### OPDRACHTEN
1. Zijn de volgende beweringen in overeenstemming met het fragment? (a) Het luchten wordt aangeboden tussen 8.00 uur en 16.00 uur. (b) Het aanbieden van luchtmomenten wordt in een logboek bijgehouden. (c) De beroepscommissie willigt het aanhoudingsverzoek in. Antwoord per bewering met ja of nee en citeer letterlijk de woorden uit het fragment die de doorslag geven.
2. Kopieer uit het fragment woord voor woord het stuk vanaf "Klager kan niet" tot en met "luchtmomenten bijgehouden wordt.".

### FRAGMENT
********************

Klager kan niet zelf het dagprogramma bepalen. Douchen moet passen in het dagprogramma en schoonmaken wordt aangeboden wanneer daar tijd voor is. Overigens is op iedere cel een wasbak. Klager heeft dan ook de mogelijkheid om zichzelf te wassen en zijn
cel schoon te maken. Iedere dag wordt een luchtmoment aangeboden. Het luchten wordt aangeboden tussen 8.00 uur en 16.00 uur. Indien klager ligt te slapen, gaat het raampje open en wordt daarop geklopt om hem te attenderen op het luchten. Er is geen
logboek waarin het aanbieden van luchtmomenten bijgehouden wordt.

3. De beoordeling
De beroepscommissie acht zich aan de hand van de stukken en het verhandelde ter zitting voldoende ingelicht om op het beroep te beslissen en zal daarom het aanhoudingsverzoek afwijzen.

********************

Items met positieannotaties
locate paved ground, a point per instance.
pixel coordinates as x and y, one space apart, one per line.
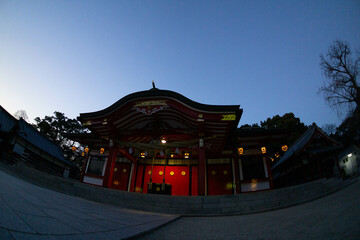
336 216
30 212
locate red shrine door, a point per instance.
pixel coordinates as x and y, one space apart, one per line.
121 176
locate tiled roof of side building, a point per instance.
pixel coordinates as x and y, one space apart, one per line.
7 121
30 134
301 142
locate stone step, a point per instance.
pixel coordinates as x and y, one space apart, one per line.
186 205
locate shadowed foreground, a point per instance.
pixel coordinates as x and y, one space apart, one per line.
336 216
28 211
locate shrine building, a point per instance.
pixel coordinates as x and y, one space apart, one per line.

********************

### UITWERKINGEN
1.
(a) Ja: "Het luchten wordt aangeboden tussen 8.00 uur en 16.00 uur."
(b) Nee: "Er is geen logboek waarin het aanbieden van luchtmomenten bijgehouden wordt."
(c) Nee: "zal daarom het aanhoudingsverzoek afwijzen."

2.
Klager kan niet zelf het dagprogramma bepalen. Douchen moet passen in het dagprogramma en schoonmaken wordt aangeboden wanneer daar tijd voor is. Overigens is op iedere cel een wasbak. Klager heeft dan ook de mogelijkheid om zichzelf te wassen en zijn
cel schoon te maken. Iedere dag wordt een luchtmoment aangeboden. Het luchten wordt aangeboden tussen 8.00 uur en 16.00 uur. Indien klager ligt te slapen, gaat het raampje open en wordt daarop geklopt om hem te attenderen op het luchten. Er is geen
logboek waarin het aanbieden van luchtmomenten bijgehouden wordt.